==== 所示材料 ====

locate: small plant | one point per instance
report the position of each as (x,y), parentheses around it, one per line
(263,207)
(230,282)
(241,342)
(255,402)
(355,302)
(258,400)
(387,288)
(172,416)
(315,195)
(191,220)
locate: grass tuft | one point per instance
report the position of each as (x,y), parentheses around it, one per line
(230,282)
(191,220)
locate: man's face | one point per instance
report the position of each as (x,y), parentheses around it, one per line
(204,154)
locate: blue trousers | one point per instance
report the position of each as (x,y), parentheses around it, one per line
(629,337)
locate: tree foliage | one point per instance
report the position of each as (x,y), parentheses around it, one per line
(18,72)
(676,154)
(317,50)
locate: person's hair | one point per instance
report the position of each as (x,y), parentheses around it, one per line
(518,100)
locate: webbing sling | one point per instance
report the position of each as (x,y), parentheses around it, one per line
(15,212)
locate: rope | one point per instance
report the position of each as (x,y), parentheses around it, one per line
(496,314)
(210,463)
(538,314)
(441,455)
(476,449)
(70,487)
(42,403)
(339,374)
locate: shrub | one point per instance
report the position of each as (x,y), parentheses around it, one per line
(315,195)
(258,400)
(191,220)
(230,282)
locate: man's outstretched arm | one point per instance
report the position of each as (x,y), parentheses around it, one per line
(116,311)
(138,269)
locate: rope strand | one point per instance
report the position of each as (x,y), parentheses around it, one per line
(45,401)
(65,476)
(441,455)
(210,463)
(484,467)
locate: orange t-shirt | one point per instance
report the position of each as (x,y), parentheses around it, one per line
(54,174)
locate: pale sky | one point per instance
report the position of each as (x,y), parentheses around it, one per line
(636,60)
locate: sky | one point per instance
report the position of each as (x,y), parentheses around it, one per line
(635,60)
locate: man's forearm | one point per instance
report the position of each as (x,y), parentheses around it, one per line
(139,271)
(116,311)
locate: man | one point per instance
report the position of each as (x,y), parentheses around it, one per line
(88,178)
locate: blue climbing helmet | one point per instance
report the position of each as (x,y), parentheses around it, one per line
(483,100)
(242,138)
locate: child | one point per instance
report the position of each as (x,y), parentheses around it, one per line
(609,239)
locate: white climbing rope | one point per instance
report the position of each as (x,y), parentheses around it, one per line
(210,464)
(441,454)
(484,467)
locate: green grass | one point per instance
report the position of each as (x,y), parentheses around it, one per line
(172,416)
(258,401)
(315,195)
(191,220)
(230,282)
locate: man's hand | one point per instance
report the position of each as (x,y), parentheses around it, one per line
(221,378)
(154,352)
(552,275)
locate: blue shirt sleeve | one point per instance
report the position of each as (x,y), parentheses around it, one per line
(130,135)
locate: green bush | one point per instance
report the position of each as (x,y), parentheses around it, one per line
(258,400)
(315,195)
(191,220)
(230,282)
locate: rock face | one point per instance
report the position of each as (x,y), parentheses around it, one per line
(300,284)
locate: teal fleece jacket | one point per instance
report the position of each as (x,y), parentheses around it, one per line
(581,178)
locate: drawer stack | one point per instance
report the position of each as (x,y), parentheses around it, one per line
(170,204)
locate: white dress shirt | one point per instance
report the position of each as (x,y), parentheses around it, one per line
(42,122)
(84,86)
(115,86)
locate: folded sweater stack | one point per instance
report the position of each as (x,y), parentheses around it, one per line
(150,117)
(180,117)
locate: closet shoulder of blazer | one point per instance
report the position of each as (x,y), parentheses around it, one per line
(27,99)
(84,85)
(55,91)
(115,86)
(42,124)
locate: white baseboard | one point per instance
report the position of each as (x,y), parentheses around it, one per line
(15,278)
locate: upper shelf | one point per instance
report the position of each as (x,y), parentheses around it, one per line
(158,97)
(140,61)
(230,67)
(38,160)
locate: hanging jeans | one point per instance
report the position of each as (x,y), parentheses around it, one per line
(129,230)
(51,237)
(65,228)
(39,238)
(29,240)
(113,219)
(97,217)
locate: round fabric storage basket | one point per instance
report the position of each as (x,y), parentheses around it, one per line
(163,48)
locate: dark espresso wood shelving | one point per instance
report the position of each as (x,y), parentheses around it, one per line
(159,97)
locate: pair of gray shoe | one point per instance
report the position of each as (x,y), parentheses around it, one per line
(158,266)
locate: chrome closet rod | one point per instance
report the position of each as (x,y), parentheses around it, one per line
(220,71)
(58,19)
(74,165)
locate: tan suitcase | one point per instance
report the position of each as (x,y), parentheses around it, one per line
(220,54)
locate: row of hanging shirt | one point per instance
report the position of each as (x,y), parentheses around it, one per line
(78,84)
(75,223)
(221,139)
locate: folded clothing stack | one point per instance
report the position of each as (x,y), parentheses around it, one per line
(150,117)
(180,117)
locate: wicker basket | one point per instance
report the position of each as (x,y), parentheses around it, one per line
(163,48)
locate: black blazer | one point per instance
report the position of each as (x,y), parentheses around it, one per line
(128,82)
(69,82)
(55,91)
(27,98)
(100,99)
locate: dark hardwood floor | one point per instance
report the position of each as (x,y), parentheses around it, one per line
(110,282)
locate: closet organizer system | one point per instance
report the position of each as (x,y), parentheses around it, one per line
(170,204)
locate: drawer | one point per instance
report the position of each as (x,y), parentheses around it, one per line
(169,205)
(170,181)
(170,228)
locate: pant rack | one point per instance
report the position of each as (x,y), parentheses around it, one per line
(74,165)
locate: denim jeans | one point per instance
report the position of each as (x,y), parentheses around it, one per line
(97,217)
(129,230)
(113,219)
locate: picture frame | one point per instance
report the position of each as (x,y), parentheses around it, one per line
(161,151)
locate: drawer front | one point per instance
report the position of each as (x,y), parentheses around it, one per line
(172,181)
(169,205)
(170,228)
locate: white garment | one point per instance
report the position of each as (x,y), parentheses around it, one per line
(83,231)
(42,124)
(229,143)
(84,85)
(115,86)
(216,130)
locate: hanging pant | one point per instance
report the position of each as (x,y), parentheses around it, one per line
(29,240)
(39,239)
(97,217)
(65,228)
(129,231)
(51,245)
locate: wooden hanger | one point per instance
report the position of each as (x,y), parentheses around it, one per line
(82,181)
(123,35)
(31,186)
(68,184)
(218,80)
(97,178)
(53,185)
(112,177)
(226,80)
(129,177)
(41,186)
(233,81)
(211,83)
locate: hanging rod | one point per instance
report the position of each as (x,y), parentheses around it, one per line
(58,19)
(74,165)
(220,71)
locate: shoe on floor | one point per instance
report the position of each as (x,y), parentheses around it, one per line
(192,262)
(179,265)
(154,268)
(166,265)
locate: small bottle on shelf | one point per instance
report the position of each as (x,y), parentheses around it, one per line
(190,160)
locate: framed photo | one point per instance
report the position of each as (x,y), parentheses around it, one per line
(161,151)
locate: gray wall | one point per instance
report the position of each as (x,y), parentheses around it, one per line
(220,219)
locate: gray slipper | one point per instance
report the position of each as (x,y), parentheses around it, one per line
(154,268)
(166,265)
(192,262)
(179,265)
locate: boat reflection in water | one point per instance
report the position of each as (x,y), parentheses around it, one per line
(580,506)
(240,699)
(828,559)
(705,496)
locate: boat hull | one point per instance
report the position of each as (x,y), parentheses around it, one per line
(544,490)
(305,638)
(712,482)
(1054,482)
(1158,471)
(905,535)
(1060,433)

====

**任务说明:** 将上方全部记录逐行原样复述，不得增删或改动任何字符。

**练习输出:**
locate: small plant | one point per instance
report the position of each as (x,y), parentheses around it, one per line
(263,207)
(230,282)
(241,342)
(255,402)
(355,302)
(258,400)
(387,288)
(172,416)
(315,195)
(191,220)
locate: grass tuft | one point per instance
report the position of each as (x,y), parentheses around it, one per line
(230,282)
(191,220)
locate: man's face | one point per instance
report the position of each as (x,y), parentheses around it, one per line
(204,154)
locate: blue trousers | one point per instance
report the position of each as (x,y), parentheses around it, one per line
(629,337)
locate: tree foliage | one point per instance
report the position of each as (x,y), parentheses around it, one per line
(18,72)
(676,154)
(317,50)
locate: person's hair | one point per instance
report the position of each as (x,y), parentheses around it, one per line
(518,100)
locate: webbing sling | one point per instance
report the position of each as (x,y), parentheses around it, one per line
(15,212)
locate: rope | one point per instance
report the position of each as (x,y), parentheses around it, one per line
(496,314)
(210,463)
(538,314)
(441,455)
(476,449)
(70,487)
(42,403)
(339,374)
locate: shrub | one point per instance
report the position of each as (x,y), parentheses around it, one per line
(315,195)
(258,400)
(191,220)
(230,282)
locate: man's outstretched arm | one point per instance
report the position of each as (x,y), parentheses around it, one per line
(116,311)
(138,269)
locate: rope strand | one point per instance
report the position of each as (x,y), parentheses around it, one per line
(45,401)
(65,476)
(441,455)
(210,463)
(484,467)
locate: orange t-shirt | one point per instance
report the position of each as (x,y), parentheses around it, one per line
(54,174)
locate: pale sky | one point per instance
report the position of each as (x,y), parentheses around it, one per line
(636,60)
locate: sky | one point per instance
report the position of each as (x,y), parentheses around it, one per line
(635,60)
locate: man's forearm | one point per instance
report the position of each as (x,y), parentheses around it, one per line
(139,271)
(116,311)
locate: man | one point per instance
report the position of each as (x,y), parentheses around it, one per line
(88,178)
locate: blue climbing helmet | one point per instance
report the position of each as (x,y), parentheses around it, one per line
(483,100)
(242,138)
locate: child | one point per instance
report the position of each as (x,y), parentheses around it, one per line
(609,239)
locate: white climbing rope | one point per instance
report the position of each as (x,y), parentheses around it, one per line
(210,464)
(441,454)
(484,467)
locate: green grass | one point per instance
report the position of each as (x,y), parentheses around it, one per line
(172,416)
(258,401)
(315,195)
(191,220)
(230,282)
locate: man's hand | one point per instance
report the position of each as (x,y), parentheses around it, one per line
(221,378)
(154,352)
(552,275)
locate: blue shirt sleeve | one point per instance
report the position of each as (x,y), parentheses around it, one per line
(130,135)
locate: green bush | one point per instance
report the position of each as (x,y), parentheses around it, one per line
(258,400)
(315,195)
(191,220)
(230,282)
locate: rock face | one point per instance
report the position of each as (x,y), parentheses around it, one per line
(300,284)
locate: teal fleece jacket | one point per instance
report the position of each as (x,y), parentheses around it, one per line
(581,178)
locate: drawer stack | one point per instance
report the position of each as (x,y), parentheses around it, one per line
(170,204)
locate: white dress shirt | one point per instance
report the position of each as (x,y), parentheses around it, one per line
(42,122)
(84,86)
(115,86)
locate: folded sweater stack | one point per instance
report the position of each as (x,y), parentheses around it, one per line
(150,117)
(180,117)
locate: closet shoulder of blazer | one point per instance
report the position of each as (x,y), parentheses around it, one per line
(27,99)
(84,85)
(55,91)
(115,86)
(42,124)
locate: white baseboard | one point per instance
report the position of each as (x,y), parentheses around it, one per line
(15,278)
locate: upper shelf | one point per instance
report the position of each as (x,y), parentheses around it, one per line
(158,97)
(140,61)
(230,67)
(38,160)
locate: hanging jeans | one point per instance
report the position of each as (x,y), parentheses around it, one per line
(129,230)
(51,237)
(65,228)
(39,238)
(29,240)
(113,219)
(97,217)
locate: round fabric storage basket | one point per instance
report the position of each as (x,y), parentheses around it, one per line
(163,48)
locate: dark espresso wood shelving | one point per instance
report the position of each as (x,y), parentheses around it, one per line
(159,97)
locate: pair of gray shoe | one point per instance
report the position of each as (x,y), parentheses around it, one per line
(158,266)
locate: chrome closet rod | one point per instance
report the position of each as (x,y), parentheses around it, one per line
(220,71)
(58,19)
(74,165)
locate: tan suitcase | one point per instance
report the position of each as (x,y), parentheses around it, one per line
(220,54)
locate: row of hanging shirt | one point per instance
report the position of each as (x,y), parentheses around it, one per line
(78,84)
(75,223)
(221,139)
locate: folded clothing stack | one point per instance
report the position of each as (x,y), parentheses around it, one per line
(150,117)
(180,117)
locate: wicker basket | one point per instance
report the position of each as (x,y), parentheses around it, one per line
(163,48)
locate: black blazer | one point per instance
report the position of each as (x,y), parentheses around it, one per line
(128,82)
(69,82)
(55,91)
(27,98)
(100,99)
locate: dark hardwood floor | one point per instance
report the position of each as (x,y), parentheses around it, one per line
(110,282)
locate: closet organizer system | one point per instance
report the position of each as (x,y), parentheses around it, one per line
(170,204)
locate: drawer | one point per instance
report the position of each as (x,y), parentheses around it, one per line
(169,205)
(170,181)
(170,228)
locate: pant rack | one point per instance
report the position of each as (x,y), parentheses around it, one per line
(74,165)
locate: denim jeans | one point per instance
report the position of each as (x,y), parentheses around it, one per line
(97,217)
(129,230)
(113,219)
locate: picture frame | one point per instance
report the position of each as (x,y), parentheses around it, one per line
(161,151)
locate: drawer front | one point per instance
report the position of each as (x,y), parentheses around it, one per line
(172,181)
(169,205)
(170,228)
locate: white garment | one point per instance
report the position of each as (x,y), parentheses around it, one per line
(83,231)
(42,124)
(229,143)
(84,85)
(115,86)
(216,130)
locate: hanging pant | one point per instance
report the position of each as (x,y), parentheses around it, one per line
(29,240)
(39,239)
(97,217)
(65,228)
(129,231)
(51,245)
locate: wooden hanger | one point per instance
report the position of each as (x,y), parentheses around it, one per line
(82,181)
(123,35)
(31,186)
(68,184)
(218,80)
(97,178)
(53,185)
(112,177)
(226,80)
(129,177)
(41,186)
(233,81)
(211,83)
locate: hanging rod | one point per instance
report the position of each as (x,y), parentheses around it, one per line
(58,19)
(74,165)
(220,71)
locate: shoe on floor | one point per instance
report the position of each as (x,y), parentheses around it, one per line
(192,262)
(179,265)
(154,268)
(166,265)
locate: small bottle on shelf | one point per instance
report the position of each as (x,y), parentheses around it, one per line
(190,160)
locate: framed photo | one point per instance
report the position of each as (x,y), parentheses around it, one per line
(161,151)
locate: gray wall | one point per instance
report the position of each as (x,y), parentheses around it, one per line
(220,219)
locate: gray slipper | one point per instance
report the position of each as (x,y), parentheses around it, one per line
(154,268)
(166,265)
(192,262)
(179,265)
locate: boat reflection in water | one point per instance
report the position of each as (x,y), parentheses around it, one per line
(580,506)
(240,699)
(828,559)
(705,496)
locate: boat hull | one point per instance
report the position of each as (x,y), parentheses around it, one per line
(544,490)
(305,638)
(712,482)
(1054,482)
(1158,471)
(905,535)
(1060,433)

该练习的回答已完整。